# TASK STATEMENT
Go through the records and give each one again exactly.

— START OF SOURCE MATERIAL —

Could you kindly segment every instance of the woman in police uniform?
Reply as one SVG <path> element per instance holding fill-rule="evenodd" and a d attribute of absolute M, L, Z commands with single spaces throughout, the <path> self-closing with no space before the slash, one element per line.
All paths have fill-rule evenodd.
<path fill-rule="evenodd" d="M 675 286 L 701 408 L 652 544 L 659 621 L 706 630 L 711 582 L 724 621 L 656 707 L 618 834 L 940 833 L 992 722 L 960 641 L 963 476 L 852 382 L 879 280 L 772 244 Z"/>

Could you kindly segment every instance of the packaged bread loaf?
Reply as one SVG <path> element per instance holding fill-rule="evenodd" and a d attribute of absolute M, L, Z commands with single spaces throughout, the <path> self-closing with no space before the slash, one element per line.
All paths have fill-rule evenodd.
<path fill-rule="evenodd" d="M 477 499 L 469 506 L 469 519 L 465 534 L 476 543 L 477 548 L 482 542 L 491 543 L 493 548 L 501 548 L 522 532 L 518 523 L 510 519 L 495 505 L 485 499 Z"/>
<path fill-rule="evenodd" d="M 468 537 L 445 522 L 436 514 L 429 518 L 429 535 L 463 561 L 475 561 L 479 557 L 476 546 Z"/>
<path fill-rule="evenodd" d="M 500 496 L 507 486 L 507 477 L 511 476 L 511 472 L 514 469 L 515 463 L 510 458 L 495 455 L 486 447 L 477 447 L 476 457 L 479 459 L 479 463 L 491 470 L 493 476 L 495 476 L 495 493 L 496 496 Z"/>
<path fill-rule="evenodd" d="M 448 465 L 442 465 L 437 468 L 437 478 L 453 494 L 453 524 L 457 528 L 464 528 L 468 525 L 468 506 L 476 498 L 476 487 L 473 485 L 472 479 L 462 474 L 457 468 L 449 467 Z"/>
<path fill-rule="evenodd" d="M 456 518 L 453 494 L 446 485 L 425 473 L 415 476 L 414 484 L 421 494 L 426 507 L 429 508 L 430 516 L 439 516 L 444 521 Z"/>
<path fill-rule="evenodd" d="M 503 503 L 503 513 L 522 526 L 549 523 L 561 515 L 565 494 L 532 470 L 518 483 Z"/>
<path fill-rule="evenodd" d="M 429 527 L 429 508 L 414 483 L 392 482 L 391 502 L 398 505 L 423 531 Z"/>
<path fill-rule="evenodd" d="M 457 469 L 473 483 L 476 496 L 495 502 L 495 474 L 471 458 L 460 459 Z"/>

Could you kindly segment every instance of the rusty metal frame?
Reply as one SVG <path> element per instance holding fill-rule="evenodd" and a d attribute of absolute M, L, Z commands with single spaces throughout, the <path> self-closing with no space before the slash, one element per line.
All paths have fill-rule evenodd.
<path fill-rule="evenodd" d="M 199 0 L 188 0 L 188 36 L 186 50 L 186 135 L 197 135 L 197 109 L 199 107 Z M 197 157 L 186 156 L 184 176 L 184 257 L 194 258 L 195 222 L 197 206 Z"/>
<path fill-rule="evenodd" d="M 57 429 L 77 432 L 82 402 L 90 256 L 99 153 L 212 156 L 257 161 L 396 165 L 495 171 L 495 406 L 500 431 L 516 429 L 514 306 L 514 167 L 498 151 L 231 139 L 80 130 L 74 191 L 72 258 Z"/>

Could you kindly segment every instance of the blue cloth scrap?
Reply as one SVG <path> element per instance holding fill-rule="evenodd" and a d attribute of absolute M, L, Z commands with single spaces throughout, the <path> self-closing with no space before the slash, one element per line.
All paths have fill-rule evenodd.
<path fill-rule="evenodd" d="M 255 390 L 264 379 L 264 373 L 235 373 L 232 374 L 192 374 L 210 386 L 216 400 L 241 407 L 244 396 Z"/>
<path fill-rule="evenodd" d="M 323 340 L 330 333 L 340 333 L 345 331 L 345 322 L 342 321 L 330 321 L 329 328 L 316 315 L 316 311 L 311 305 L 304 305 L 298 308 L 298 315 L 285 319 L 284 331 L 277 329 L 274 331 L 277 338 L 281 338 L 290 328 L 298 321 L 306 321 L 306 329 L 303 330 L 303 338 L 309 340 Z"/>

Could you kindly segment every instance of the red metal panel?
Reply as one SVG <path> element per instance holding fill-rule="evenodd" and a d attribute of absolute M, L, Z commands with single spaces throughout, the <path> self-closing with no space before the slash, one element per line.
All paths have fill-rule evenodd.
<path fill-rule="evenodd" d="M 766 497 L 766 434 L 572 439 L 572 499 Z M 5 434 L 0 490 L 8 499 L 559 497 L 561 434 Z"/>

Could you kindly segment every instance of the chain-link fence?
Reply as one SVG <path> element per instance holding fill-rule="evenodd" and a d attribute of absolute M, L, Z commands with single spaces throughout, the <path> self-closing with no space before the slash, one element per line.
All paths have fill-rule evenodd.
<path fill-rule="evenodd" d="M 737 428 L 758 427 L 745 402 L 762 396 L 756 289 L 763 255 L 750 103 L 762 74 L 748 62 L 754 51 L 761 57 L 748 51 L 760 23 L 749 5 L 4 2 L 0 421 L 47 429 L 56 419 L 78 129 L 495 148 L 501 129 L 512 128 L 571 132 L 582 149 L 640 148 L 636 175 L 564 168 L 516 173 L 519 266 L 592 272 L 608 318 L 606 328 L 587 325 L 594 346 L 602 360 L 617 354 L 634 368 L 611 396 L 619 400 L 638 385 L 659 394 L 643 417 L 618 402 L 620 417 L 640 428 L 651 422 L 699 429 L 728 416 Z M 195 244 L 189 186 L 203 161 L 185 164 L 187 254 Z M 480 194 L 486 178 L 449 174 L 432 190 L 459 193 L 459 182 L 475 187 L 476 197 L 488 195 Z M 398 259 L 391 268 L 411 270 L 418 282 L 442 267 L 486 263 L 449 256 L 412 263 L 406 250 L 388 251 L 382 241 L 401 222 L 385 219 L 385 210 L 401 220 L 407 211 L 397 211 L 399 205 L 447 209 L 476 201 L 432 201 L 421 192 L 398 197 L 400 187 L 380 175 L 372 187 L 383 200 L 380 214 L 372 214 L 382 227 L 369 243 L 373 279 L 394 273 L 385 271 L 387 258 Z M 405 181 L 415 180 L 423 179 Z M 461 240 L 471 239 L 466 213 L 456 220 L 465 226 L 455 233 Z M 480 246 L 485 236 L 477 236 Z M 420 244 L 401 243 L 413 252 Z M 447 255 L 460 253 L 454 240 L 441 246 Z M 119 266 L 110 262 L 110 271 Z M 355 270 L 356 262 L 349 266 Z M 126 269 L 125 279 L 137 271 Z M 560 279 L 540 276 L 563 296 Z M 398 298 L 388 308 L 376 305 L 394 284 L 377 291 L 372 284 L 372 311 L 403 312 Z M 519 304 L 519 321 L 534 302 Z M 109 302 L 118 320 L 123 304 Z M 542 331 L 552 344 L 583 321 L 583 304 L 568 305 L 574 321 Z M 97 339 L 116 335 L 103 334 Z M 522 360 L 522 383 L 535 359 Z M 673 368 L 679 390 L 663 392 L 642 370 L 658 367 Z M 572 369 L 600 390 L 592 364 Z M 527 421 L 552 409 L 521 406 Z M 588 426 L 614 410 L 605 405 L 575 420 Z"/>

— END OF SOURCE MATERIAL —

# TASK OUTPUT
Could you kindly segment every instance of the woman in police uniform?
Reply as one SVG <path> element per instance holding fill-rule="evenodd" and a d attribute of absolute M, L, Z commands with single spaces throughout, the <path> self-closing with no space before the slash, one element per line.
All paths have fill-rule evenodd.
<path fill-rule="evenodd" d="M 675 286 L 701 408 L 652 544 L 659 621 L 706 630 L 711 582 L 724 621 L 656 707 L 618 834 L 940 833 L 992 722 L 960 641 L 963 476 L 852 382 L 879 280 L 772 244 Z"/>

Could you kindly segment every instance of the packaged bread loaf?
Reply as one SVG <path> element per instance holding fill-rule="evenodd" and a d attribute of absolute M, L, Z commands with single spaces throughout, the <path> self-closing with no space before the slash, one element per line.
All paths have fill-rule evenodd.
<path fill-rule="evenodd" d="M 477 499 L 469 506 L 469 519 L 465 534 L 476 543 L 477 548 L 482 542 L 491 543 L 493 548 L 501 548 L 522 532 L 518 523 L 510 519 L 495 505 L 485 499 Z"/>
<path fill-rule="evenodd" d="M 468 537 L 445 522 L 436 514 L 429 518 L 429 535 L 463 561 L 475 561 L 479 557 L 476 546 Z"/>
<path fill-rule="evenodd" d="M 500 496 L 507 486 L 507 477 L 511 476 L 511 472 L 514 469 L 515 463 L 510 458 L 495 455 L 486 447 L 477 447 L 476 457 L 479 459 L 479 463 L 491 470 L 493 476 L 495 476 L 495 493 L 496 496 Z"/>
<path fill-rule="evenodd" d="M 448 465 L 442 465 L 437 468 L 437 478 L 453 494 L 453 524 L 457 528 L 464 528 L 468 525 L 468 506 L 476 498 L 476 487 L 473 485 L 472 479 L 462 474 L 457 468 L 449 467 Z"/>
<path fill-rule="evenodd" d="M 456 518 L 453 494 L 446 485 L 425 473 L 415 476 L 414 484 L 421 494 L 426 507 L 429 508 L 430 516 L 439 516 L 444 521 Z"/>
<path fill-rule="evenodd" d="M 503 503 L 503 513 L 522 526 L 549 523 L 561 515 L 565 494 L 532 470 L 518 483 Z"/>
<path fill-rule="evenodd" d="M 429 527 L 429 508 L 414 483 L 392 482 L 391 502 L 398 505 L 423 531 Z"/>
<path fill-rule="evenodd" d="M 457 469 L 473 483 L 476 496 L 495 502 L 495 474 L 471 458 L 460 459 Z"/>

Could you kindly segment every instance of the rusty metal frame?
Reply as one SVG <path> element per instance holding fill-rule="evenodd" and a d attribute of absolute M, L, Z commands with single spaces throughout, the <path> self-closing with no space before the slash, one element per line.
All paths have fill-rule evenodd.
<path fill-rule="evenodd" d="M 199 0 L 188 0 L 188 36 L 186 50 L 186 135 L 197 135 L 197 109 L 199 107 Z M 197 157 L 186 156 L 184 176 L 184 257 L 194 258 L 195 222 L 197 206 Z"/>
<path fill-rule="evenodd" d="M 57 429 L 77 432 L 82 402 L 90 256 L 99 153 L 212 156 L 257 161 L 396 165 L 495 171 L 495 406 L 500 431 L 516 429 L 514 306 L 514 167 L 498 151 L 231 139 L 80 130 L 74 191 L 72 258 Z"/>

Could you kindly segment every instance of the blue cloth scrap?
Reply as one SVG <path> element per instance holding fill-rule="evenodd" and a d attribute of absolute M, L, Z commands with single spaces throughout, the <path> self-closing with no space before the slash, one element per line.
All paths have fill-rule evenodd.
<path fill-rule="evenodd" d="M 255 390 L 264 379 L 264 373 L 235 373 L 232 374 L 192 374 L 210 386 L 216 400 L 241 407 L 244 396 Z"/>
<path fill-rule="evenodd" d="M 323 340 L 330 333 L 340 333 L 345 331 L 345 322 L 342 321 L 330 321 L 329 328 L 316 315 L 316 311 L 311 305 L 304 305 L 298 308 L 298 315 L 285 319 L 284 331 L 277 329 L 274 331 L 277 338 L 281 338 L 290 328 L 298 321 L 306 321 L 306 329 L 303 330 L 303 338 L 309 340 Z"/>

Could you kindly segment every instance of the red metal panel?
Reply as one SVG <path> element per instance holding fill-rule="evenodd" and a d attribute of absolute M, L, Z commands with single spaces throughout, the <path> self-closing with no space before the slash, one element per line.
All paths have fill-rule evenodd.
<path fill-rule="evenodd" d="M 766 497 L 766 434 L 572 439 L 572 499 Z M 5 434 L 0 490 L 8 499 L 559 497 L 561 434 Z"/>

Could you kindly segment every instance of the chain-link fence?
Reply as one SVG <path> element per instance holding fill-rule="evenodd" and a d attribute of absolute M, L, Z commands with single spaces throughout, the <path> self-closing with no space before the slash, one element per line.
All paths have fill-rule evenodd.
<path fill-rule="evenodd" d="M 737 428 L 758 427 L 745 402 L 762 396 L 756 289 L 763 255 L 750 103 L 762 74 L 748 62 L 754 51 L 761 57 L 748 51 L 760 23 L 749 5 L 4 2 L 0 421 L 47 429 L 56 419 L 78 129 L 495 148 L 501 129 L 512 128 L 571 132 L 582 149 L 640 148 L 636 175 L 564 168 L 516 173 L 519 266 L 592 272 L 608 318 L 606 328 L 587 325 L 594 346 L 602 360 L 617 354 L 634 368 L 611 396 L 619 400 L 638 385 L 659 394 L 643 417 L 618 402 L 620 417 L 640 428 L 651 422 L 699 429 L 728 416 Z M 195 244 L 189 186 L 203 161 L 185 164 L 187 254 Z M 480 194 L 486 178 L 449 174 L 432 190 L 459 193 L 459 182 L 475 187 L 476 197 L 488 195 Z M 398 259 L 391 268 L 411 270 L 418 282 L 442 267 L 486 263 L 449 256 L 412 263 L 406 250 L 388 251 L 382 241 L 401 222 L 385 219 L 385 210 L 401 220 L 407 211 L 397 211 L 399 205 L 447 209 L 476 201 L 432 201 L 421 192 L 398 197 L 400 187 L 380 175 L 372 187 L 383 200 L 380 214 L 372 214 L 382 227 L 369 243 L 373 279 L 394 273 L 385 271 L 387 258 Z M 405 181 L 415 180 L 423 179 Z M 461 240 L 471 239 L 466 213 L 456 220 L 465 226 L 455 233 Z M 480 246 L 485 236 L 477 236 Z M 420 244 L 401 243 L 413 252 Z M 447 255 L 460 253 L 454 240 L 441 246 Z M 119 266 L 110 262 L 110 271 Z M 355 270 L 356 262 L 349 266 Z M 126 269 L 125 279 L 137 271 Z M 560 279 L 540 276 L 563 296 Z M 398 298 L 388 308 L 376 305 L 394 284 L 377 291 L 372 284 L 372 311 L 403 312 Z M 519 304 L 519 321 L 534 302 Z M 109 302 L 118 320 L 123 304 Z M 542 331 L 552 344 L 583 321 L 583 304 L 568 305 L 574 321 Z M 97 339 L 116 335 L 103 334 Z M 522 360 L 522 383 L 535 359 Z M 673 368 L 679 390 L 663 392 L 642 370 L 658 367 Z M 572 369 L 600 390 L 592 364 Z M 527 421 L 552 409 L 521 406 Z M 588 426 L 614 410 L 605 405 L 575 420 Z"/>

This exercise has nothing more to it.